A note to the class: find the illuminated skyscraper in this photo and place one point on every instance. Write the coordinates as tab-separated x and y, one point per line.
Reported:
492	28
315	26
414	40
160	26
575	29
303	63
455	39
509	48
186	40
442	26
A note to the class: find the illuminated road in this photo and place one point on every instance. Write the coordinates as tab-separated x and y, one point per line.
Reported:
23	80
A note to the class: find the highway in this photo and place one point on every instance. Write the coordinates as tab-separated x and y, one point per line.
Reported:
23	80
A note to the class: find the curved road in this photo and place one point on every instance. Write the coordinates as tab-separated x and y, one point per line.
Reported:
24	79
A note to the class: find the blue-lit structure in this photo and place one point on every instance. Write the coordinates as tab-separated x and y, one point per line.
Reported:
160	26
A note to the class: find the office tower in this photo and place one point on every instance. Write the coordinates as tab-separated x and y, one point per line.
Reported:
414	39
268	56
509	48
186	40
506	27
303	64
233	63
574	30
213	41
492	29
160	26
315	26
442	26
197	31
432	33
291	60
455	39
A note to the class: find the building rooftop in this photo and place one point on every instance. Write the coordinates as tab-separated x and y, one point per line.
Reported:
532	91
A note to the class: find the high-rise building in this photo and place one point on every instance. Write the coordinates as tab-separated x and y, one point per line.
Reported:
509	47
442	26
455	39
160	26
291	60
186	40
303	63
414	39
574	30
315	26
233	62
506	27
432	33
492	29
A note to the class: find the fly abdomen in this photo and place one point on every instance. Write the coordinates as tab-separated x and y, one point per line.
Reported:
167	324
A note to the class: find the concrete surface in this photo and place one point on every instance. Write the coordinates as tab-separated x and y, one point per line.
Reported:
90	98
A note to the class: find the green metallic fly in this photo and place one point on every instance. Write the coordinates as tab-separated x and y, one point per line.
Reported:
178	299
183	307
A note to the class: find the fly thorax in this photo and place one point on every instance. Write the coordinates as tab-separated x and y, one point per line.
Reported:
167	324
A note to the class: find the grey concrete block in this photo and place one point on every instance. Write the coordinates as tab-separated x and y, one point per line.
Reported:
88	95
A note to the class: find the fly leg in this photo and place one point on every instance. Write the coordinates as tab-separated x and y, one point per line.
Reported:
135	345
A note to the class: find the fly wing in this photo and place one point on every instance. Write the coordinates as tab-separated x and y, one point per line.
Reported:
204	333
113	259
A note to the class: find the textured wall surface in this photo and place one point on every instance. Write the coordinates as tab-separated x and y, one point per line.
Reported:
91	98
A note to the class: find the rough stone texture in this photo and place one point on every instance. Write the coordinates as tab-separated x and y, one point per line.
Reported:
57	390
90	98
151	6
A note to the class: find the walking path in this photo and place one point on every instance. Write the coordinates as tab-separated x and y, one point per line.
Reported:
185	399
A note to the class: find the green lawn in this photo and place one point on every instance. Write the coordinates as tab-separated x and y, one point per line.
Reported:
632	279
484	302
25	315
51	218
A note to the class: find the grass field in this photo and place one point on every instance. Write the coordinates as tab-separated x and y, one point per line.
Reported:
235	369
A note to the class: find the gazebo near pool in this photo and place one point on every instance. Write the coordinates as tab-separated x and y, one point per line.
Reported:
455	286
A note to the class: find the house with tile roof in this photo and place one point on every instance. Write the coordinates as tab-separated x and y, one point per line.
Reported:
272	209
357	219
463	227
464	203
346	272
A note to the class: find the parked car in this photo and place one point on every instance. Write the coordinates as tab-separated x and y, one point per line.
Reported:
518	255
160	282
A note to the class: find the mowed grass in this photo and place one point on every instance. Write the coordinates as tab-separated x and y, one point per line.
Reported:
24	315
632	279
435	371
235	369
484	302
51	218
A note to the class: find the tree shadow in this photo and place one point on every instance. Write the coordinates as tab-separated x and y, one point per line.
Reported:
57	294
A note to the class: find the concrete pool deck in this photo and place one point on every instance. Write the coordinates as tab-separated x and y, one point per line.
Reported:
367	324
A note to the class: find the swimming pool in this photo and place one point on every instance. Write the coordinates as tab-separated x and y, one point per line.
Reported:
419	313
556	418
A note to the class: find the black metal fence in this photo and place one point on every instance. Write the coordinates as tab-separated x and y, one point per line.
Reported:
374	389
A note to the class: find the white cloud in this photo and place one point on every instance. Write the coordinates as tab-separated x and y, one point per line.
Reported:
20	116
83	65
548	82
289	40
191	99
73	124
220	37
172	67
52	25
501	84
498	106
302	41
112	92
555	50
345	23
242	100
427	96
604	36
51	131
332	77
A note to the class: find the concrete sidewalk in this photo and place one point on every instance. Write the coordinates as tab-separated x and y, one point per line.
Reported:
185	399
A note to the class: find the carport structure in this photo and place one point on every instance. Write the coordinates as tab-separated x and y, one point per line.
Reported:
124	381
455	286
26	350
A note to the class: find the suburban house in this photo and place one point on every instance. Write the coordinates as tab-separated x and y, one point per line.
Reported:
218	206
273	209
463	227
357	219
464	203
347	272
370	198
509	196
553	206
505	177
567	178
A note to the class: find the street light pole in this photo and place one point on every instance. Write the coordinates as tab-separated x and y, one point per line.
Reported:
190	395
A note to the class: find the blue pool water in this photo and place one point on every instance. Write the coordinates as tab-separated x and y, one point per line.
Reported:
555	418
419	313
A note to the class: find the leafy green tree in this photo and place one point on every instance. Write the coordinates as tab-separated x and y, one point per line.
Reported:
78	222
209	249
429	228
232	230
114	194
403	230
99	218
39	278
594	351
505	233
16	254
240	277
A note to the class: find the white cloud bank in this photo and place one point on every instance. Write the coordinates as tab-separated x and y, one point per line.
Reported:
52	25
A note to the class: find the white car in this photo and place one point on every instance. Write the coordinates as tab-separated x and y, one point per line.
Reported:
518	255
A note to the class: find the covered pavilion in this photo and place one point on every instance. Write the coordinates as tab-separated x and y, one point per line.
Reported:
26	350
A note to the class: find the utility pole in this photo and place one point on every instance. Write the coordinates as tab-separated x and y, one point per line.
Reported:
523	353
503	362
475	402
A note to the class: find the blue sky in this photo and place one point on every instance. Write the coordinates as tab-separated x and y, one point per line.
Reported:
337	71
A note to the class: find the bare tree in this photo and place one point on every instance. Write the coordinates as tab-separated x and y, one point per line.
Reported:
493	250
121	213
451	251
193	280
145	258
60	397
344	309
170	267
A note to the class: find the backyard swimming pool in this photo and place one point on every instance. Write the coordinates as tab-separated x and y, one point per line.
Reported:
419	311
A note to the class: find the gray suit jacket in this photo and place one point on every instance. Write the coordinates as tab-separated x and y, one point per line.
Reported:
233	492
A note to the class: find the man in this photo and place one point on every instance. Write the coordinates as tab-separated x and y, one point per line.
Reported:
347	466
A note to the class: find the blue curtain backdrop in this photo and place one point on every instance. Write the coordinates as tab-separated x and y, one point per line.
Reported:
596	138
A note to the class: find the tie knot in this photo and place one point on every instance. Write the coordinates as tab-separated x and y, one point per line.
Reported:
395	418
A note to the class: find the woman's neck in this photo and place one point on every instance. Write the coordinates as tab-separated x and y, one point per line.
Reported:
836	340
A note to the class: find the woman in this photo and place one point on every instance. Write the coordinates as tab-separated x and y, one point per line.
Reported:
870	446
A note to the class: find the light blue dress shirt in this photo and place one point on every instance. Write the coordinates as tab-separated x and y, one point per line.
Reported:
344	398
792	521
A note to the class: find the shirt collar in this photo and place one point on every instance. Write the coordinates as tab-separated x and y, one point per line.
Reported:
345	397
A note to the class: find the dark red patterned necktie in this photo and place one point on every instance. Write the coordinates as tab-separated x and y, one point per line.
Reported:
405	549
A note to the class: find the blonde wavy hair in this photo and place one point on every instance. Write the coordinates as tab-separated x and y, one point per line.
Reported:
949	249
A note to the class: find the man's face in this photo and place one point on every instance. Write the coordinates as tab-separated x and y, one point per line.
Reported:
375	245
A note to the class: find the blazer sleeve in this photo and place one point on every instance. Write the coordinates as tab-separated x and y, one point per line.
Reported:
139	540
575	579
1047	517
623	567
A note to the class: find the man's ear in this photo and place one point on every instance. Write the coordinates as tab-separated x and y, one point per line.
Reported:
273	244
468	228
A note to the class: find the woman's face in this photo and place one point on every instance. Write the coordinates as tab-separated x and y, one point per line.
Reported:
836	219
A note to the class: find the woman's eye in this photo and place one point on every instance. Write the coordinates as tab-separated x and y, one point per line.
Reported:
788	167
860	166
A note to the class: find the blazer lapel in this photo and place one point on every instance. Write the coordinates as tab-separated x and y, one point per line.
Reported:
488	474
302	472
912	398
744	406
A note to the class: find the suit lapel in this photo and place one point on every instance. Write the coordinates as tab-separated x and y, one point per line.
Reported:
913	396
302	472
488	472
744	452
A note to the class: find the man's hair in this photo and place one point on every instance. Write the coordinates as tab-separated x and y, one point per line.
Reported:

+++++

▸ Aim
Write out exactly the final stretch of the records: the line containing "A note to the class: find the shirt" and every line after it, through the last, and nothing else.

▸ Response below
A note to the class: find the shirt collar in this photo and place one point on every instance. Write the coordinates as tab-separated x and y, one point per line.
Reported:
345	397
A note to the class: find the dark red patterned necktie in this photo and place one point on every instance. Write the coordinates as tab-separated x and y, one point per line.
Reported:
405	549
A note to the class: find the blonde wavy hair in this photo and place one point on every instance. Write the coordinates as tab-separated x and y, one point per line.
Reported:
949	249
A note to the class: find the man's face in this photo and place one point on every instance. Write the coordinates as tab-separated x and y, one point per line.
Reported:
375	245
A note to the class: find the blazer sleeve in this photo and place one point on every instance. Write the coordinates as tab-separated x and y, one point per line.
Reported:
139	540
575	579
1047	517
623	567
A note to the class: find the man's ear in this photo and place one point on every instance. Write the coordinates as tab-separated x and y, one point per line.
Reported:
273	244
468	228
A note to the class: find the woman's face in this photo and place one point on every instance. Write the coordinates as tab-separated x and y, one point per line.
Reported:
836	219
A note to the class: find the woman's eye in this photo and place one point on every instance. Write the coordinates as tab-separated x and y, one point per line.
Reported:
788	167
860	166
A note to the class: find the blazer lapel in this photo and place one point on every instance. Write the coordinates as tab-separated x and y, one point per line.
Reported:
488	474
302	472
912	398
744	406
A note to the class: find the suit lapel in this photo and place one point on every instance. Write the coordinates as tab-separated x and y, one point per line.
Reported:
913	396
302	472
488	472
744	452
A note to the class: find the man's hair in this photo and place one point on every instance. Write the coordinates as tab-separated x and y, one point per line.
Reported:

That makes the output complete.